▶ [DESCRIPTION OF THE TASK]:
Write the next part of the passage on the Kirchhoff-type gradient elastic plate, picking up right after its last sentence.

▶ [SELECTED EXTRACT]:
########################################

5. Development of the Kirchhoff-Type Gradient Elastic Plate

We proceed with the derivation of the Euler–Lagrange equations for the respective Kirchhoff thin plate theory. A similar formulation for the static case has been published in [40]. In this section, a different form for the boundary conditions is given, that is consistent with the notation of the present work. The basic assumption, in addition to those of the Mindlin–Reissner-based theory, is that

$$w_{,\alpha }-{\theta }_{,\alpha }=0$$

(60)

As a result of (60), some of the equations which have been derived in the framework of the Mindlin–Reissner theory degenerate or become meaningless. For example, from term ${\tau }_{\alpha 3}$ in (14) or term ${\tau }_{\alpha 3}$ in (22) and term ${\kappa }_{\alpha \beta 3}$ in (18), the out-of-plane shear stresses vanish, and therefore the internal shear force cannot be evaluated by integrating over the thickness.

########################################

▶ [DATASET EXCERPT]:
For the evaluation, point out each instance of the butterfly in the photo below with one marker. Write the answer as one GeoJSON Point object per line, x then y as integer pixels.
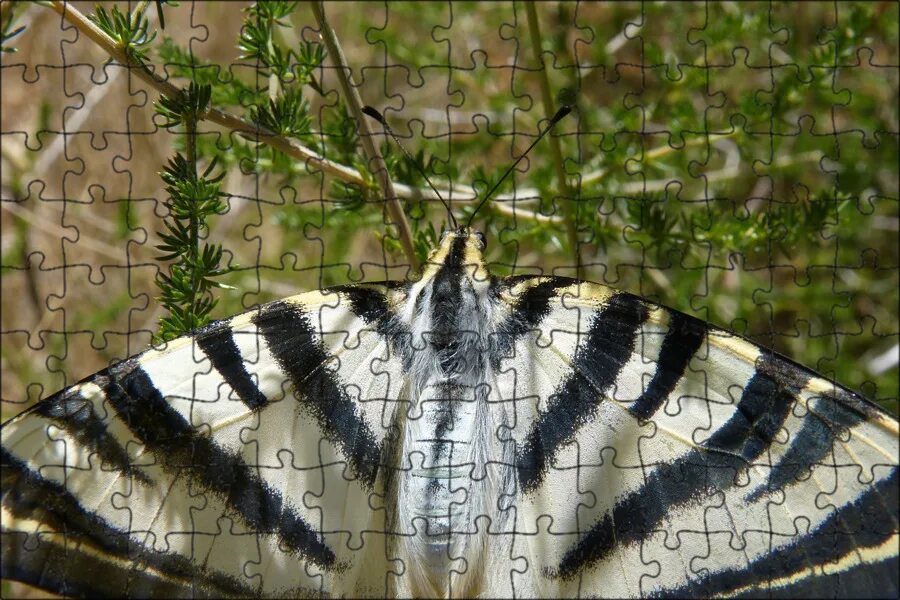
{"type": "Point", "coordinates": [458, 435]}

########################################

▶ [RESPONSE TO THE TASK]:
5.1. The Virtual Work of the Internal Forces

Starting from the virtual work of the internal forces, Equation (33), we have two different sources of contributions. The first contribution is due to the equilibrium resultant moments, whose definition remains the same, see term ${\tilde{M}}_{\alpha \beta }$ in (32),

$$\delta {\tilde{U}}_1={\int }_{\mathsf{\Omega }}{\tilde{M}}_{\alpha \beta }\left(-\frac{1}{2}\right)\left(\delta {\theta }_{\alpha ,\beta }+\delta {\theta }_{\beta ,\alpha }\right)d\mathsf{\Omega }={\int }_{\mathsf{\Omega }}{\tilde{M}}_{\alpha \beta }\left(-\frac{1}{2}\right)\left(\delta w_{,\alpha \beta }+\delta w_{,\beta \alpha }\right)d\mathsf{\Omega }$$

Note that we made use of the Kirchhoff constraint (60). Applying the Green–Gauss theorem, as usually, we get

$$\delta {\tilde{U}}_1=\left(-\frac{1}{2}\right){\int }_{\partial \mathsf{\Omega }}{\tilde{M}}_{\alpha \beta }\left(n_{\beta }\delta w_{,\alpha }+n_{\alpha }\delta w_{,\beta }\right)dS+\frac{1}{2}{\int }_{\mathsf{\Omega }}{\tilde{M}}_{\alpha \beta ,\beta }\delta w_{,\alpha }d\mathsf{\Omega }+\frac{1}{2}{\int }_{\mathsf{\Omega }}{\tilde{M}}_{\alpha \beta ,\alpha }\delta w_{,\beta }d\mathsf{\Omega }$$

(61)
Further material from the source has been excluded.